(What needs to be done) Skip the pictures and extract all of the lines exactly as written.

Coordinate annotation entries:
"""
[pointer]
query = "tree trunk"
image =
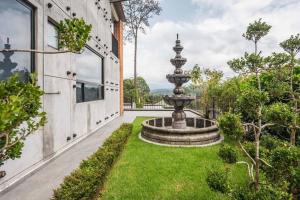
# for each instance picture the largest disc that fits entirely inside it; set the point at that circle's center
(257, 132)
(293, 136)
(295, 107)
(135, 61)
(257, 160)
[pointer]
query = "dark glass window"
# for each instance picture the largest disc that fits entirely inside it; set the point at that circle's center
(90, 83)
(16, 32)
(52, 35)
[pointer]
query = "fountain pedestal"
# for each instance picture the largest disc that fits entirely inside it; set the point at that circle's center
(178, 100)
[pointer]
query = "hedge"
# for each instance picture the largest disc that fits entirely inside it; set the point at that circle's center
(85, 182)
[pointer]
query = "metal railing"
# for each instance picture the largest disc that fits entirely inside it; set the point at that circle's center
(210, 112)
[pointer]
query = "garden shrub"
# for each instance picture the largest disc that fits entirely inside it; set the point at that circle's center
(250, 148)
(270, 142)
(228, 153)
(217, 180)
(230, 124)
(266, 192)
(85, 182)
(20, 114)
(284, 161)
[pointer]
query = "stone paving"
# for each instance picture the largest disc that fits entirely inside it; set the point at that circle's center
(40, 184)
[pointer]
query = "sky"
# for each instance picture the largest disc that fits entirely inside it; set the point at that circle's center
(211, 33)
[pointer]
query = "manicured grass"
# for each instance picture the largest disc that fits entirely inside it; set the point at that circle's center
(147, 171)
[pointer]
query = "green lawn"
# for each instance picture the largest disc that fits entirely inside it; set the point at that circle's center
(147, 171)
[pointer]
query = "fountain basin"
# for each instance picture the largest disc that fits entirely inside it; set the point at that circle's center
(178, 101)
(199, 131)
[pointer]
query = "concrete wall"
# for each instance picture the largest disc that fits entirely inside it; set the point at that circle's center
(66, 118)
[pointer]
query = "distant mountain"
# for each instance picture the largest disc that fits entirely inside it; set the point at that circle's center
(162, 91)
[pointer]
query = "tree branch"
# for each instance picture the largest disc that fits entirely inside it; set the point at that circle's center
(37, 51)
(250, 169)
(253, 161)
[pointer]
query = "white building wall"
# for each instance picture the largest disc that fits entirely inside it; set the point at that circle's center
(68, 121)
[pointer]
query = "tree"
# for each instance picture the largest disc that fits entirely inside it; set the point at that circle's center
(140, 94)
(292, 47)
(208, 82)
(138, 13)
(73, 34)
(20, 105)
(20, 100)
(254, 99)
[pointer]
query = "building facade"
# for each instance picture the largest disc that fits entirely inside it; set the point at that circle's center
(83, 91)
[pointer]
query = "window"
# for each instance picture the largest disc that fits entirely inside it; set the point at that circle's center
(90, 79)
(16, 32)
(52, 35)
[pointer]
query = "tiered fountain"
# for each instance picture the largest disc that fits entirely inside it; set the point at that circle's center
(180, 130)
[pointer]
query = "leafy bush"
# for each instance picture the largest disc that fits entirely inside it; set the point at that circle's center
(230, 124)
(266, 192)
(73, 34)
(270, 142)
(217, 180)
(250, 148)
(228, 153)
(85, 182)
(283, 160)
(20, 114)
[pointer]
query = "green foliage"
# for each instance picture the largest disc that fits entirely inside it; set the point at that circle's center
(270, 142)
(73, 34)
(251, 149)
(250, 63)
(139, 95)
(257, 30)
(21, 115)
(249, 102)
(217, 180)
(230, 91)
(295, 182)
(228, 153)
(230, 125)
(283, 160)
(277, 60)
(279, 113)
(87, 180)
(266, 192)
(196, 75)
(292, 45)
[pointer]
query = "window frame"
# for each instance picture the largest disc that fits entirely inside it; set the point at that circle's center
(55, 24)
(32, 9)
(99, 85)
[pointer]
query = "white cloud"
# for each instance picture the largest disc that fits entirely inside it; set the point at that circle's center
(211, 40)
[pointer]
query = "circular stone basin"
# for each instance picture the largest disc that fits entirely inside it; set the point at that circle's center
(199, 131)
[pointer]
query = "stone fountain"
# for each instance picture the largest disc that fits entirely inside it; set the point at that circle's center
(179, 130)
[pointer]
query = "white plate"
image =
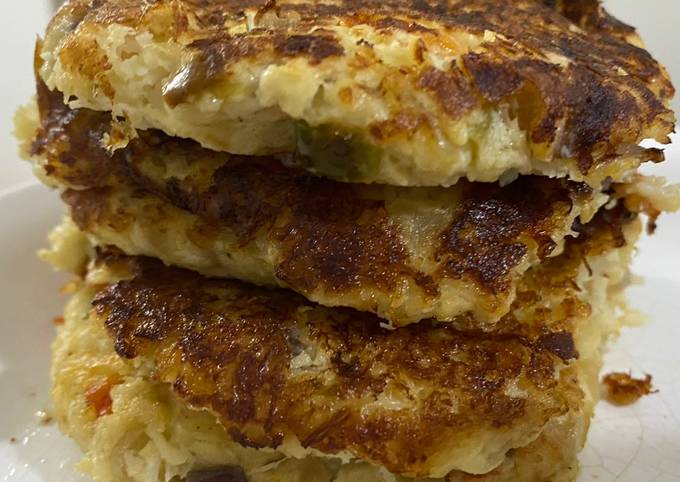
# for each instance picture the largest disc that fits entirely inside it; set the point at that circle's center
(634, 444)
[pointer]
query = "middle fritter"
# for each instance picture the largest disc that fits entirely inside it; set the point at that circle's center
(406, 254)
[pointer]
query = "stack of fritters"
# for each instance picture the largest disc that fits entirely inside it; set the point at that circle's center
(341, 241)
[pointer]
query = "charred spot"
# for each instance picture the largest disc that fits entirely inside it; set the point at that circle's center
(486, 240)
(209, 64)
(87, 206)
(315, 47)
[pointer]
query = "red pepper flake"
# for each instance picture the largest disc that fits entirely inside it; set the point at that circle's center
(623, 389)
(98, 397)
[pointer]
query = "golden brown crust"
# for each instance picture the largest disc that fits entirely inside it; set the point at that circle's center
(328, 236)
(272, 365)
(602, 93)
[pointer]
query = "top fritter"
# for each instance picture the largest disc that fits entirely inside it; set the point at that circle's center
(389, 91)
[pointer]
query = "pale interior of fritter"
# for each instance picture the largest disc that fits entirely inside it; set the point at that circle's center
(273, 108)
(418, 218)
(152, 436)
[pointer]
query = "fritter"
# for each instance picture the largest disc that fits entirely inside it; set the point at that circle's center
(289, 379)
(406, 254)
(416, 92)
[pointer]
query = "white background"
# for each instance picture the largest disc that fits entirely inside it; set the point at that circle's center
(22, 20)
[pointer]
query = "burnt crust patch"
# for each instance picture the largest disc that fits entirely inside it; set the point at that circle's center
(230, 347)
(329, 237)
(487, 240)
(603, 90)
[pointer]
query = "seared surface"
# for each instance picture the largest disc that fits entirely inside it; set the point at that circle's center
(405, 253)
(417, 93)
(277, 369)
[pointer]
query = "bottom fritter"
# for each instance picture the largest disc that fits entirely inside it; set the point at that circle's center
(163, 375)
"""
(Answer to this task)
[pointer]
query = "tree trunk"
image =
# for each instance picture the largest disc that fits entirely inside it; set the point at that circle's center
(257, 132)
(293, 136)
(295, 107)
(135, 61)
(257, 160)
[pointer]
query = "dark glass window"
# for each instance picture the largest disc that fits entirely inside it; set the point at that circle's center
(90, 83)
(16, 32)
(52, 35)
[pointer]
query = "fountain pedestal"
# for each instance picture the largest disc that fits entirely inside it; set the point at that circle's center
(178, 100)
[pointer]
query = "hedge"
# for each instance picture the largest disc that fits entirely inside it; set the point at that circle's center
(85, 182)
[pointer]
query = "metal railing"
# for each instance picture the largest disc that fits entirely inside it; set the point at that circle's center
(210, 112)
[pointer]
query = "garden shrub"
# for each instance picture the largest disc that fits entirely inside it; set the point at that circle's center
(250, 148)
(270, 142)
(228, 153)
(217, 180)
(230, 124)
(266, 192)
(85, 182)
(20, 114)
(284, 161)
[pointer]
query = "stone paving"
# for each instance picture the largest disc that fits entirely inside it; set the point at that circle's center
(40, 184)
[pointer]
query = "sky"
# for each instance picture the largest disc that fits entirely inside it; set the point at that circle's center
(211, 33)
[pointer]
query = "manicured grass"
# for each instance picture the largest disc that fits entirely inside it; set the point at that circle's center
(147, 171)
[pointer]
query = "green lawn"
# for each instance picture the largest disc that fits entirely inside it; set the point at that circle's center
(147, 171)
[pointer]
query = "fountain basin"
# for each instance picture the largest disc that fits entirely inside it; set the point at that circle's center
(178, 101)
(199, 131)
[pointer]
query = "concrete wall"
# for each instance picture the largest disc that fits entirely inside it; set the point at that circle's center
(66, 118)
[pointer]
query = "distant mountain"
# for each instance picture the largest disc that fits entirely inside it; set the point at that circle's center
(162, 91)
[pointer]
query = "tree branch"
# for each instance picture the largest disc that fits entirely inside it; set the point at that circle's center
(37, 51)
(250, 169)
(253, 161)
[pointer]
query = "white building wall"
# for each instance picture the largest disc that fits entirely inside it; set the point at that circle's center
(68, 121)
[pointer]
query = "tree"
# for each instance picture the largest disc that fits entirely inside it; set the point at that circle's center
(140, 94)
(292, 47)
(208, 82)
(138, 13)
(73, 34)
(20, 105)
(20, 100)
(254, 99)
[pointer]
query = "building facade"
# for each instance picture the largest disc that fits entirely inside it; set the point at that circle's center
(83, 91)
[pointer]
query = "window"
# for each instance picture the largest disc that fits entirely inside it; set the point at that circle's center
(90, 79)
(16, 32)
(52, 35)
[pointer]
query = "tiered fountain"
# for each instance picture the largest disc that fits entirely inside it; set the point at that circle's center
(180, 130)
[pointer]
query = "leafy bush"
# for each instance picture the largest disc that fits entirely inside it; set the point at that circle's center
(230, 124)
(266, 192)
(73, 34)
(270, 142)
(217, 180)
(250, 148)
(228, 153)
(85, 182)
(283, 160)
(20, 114)
[pointer]
query = "green foliage"
# for each instance picture the largest disc that fits entirely inside it; set the point at that circle's center
(270, 142)
(73, 34)
(251, 149)
(250, 63)
(139, 95)
(257, 30)
(21, 115)
(249, 102)
(217, 180)
(230, 91)
(295, 182)
(228, 153)
(230, 125)
(283, 160)
(277, 60)
(279, 113)
(87, 180)
(266, 192)
(196, 75)
(292, 45)
[pointer]
query = "window frame"
# for each instance picture the largest disc that fits entirely inside it; set the point at that circle's center
(55, 24)
(32, 9)
(99, 85)
[pointer]
query = "white cloud"
# for each instance picture the largest disc that fits entirely inside it; set the point at that circle's center
(211, 40)
[pointer]
query = "circular stone basin"
# for each instance picture the largest disc that fits entirely inside it; set the point at that circle's center
(199, 131)
[pointer]
query = "stone fountain"
# for each instance picture the largest disc that fits entirely inside it; set the point at that circle's center
(179, 130)
[pointer]
query = "white plate"
image =
# for each instance picture the largest disc that fits entirely inside it; set the point at that circle's center
(634, 444)
[pointer]
query = "middle fritter"
# for each instance picture the largest disc that fits entirely inside it; set the point at that circle's center
(406, 254)
[pointer]
query = "stack of fritters"
# for each instance picture the largest disc that fits entirely inside it; set the point at that circle's center
(341, 241)
[pointer]
query = "charred spot"
# for each instance picture the largest disc that fits entirely inside it; set the point at that circle's center
(486, 240)
(209, 64)
(87, 206)
(315, 47)
[pointer]
query = "red pepper flake"
# for each instance picture the largest disc that fits entirely inside it; set the point at that circle's center
(623, 389)
(98, 397)
[pointer]
query = "golden brown crust"
# for each instance picture the largest disc that fits entirely inside it; set the point at that circle's center
(328, 236)
(272, 365)
(602, 93)
[pointer]
query = "top fritter"
# for each instance picture the largest disc that fits entirely inside it; set the point at that circle's center
(389, 91)
[pointer]
query = "pale interior of fritter"
# for each instance picture the largest disc that fits entirely inside it; set the point at that circle's center
(273, 108)
(418, 218)
(152, 436)
[pointer]
query = "fritter"
# for each instance picture the largest disc that fits entirely inside it; set the point at that circle's center
(289, 379)
(406, 254)
(416, 92)
[pointer]
query = "white background"
# for each instance picture the largest disc that fits entirely inside it; set the point at that circle's center
(22, 20)
[pointer]
query = "burnt crust patch"
# for each instance picture the largest disc that fits entirely inside it; set the point at that circle's center
(230, 347)
(329, 237)
(487, 240)
(603, 90)
[pointer]
query = "seared surface"
# for each instance picture the largest disc that fits entirely inside it; set the point at that circle's center
(405, 253)
(417, 93)
(277, 369)
[pointer]
query = "bottom fritter"
# for each instance picture the largest disc that fits entirely inside it; set the point at that circle's center
(163, 375)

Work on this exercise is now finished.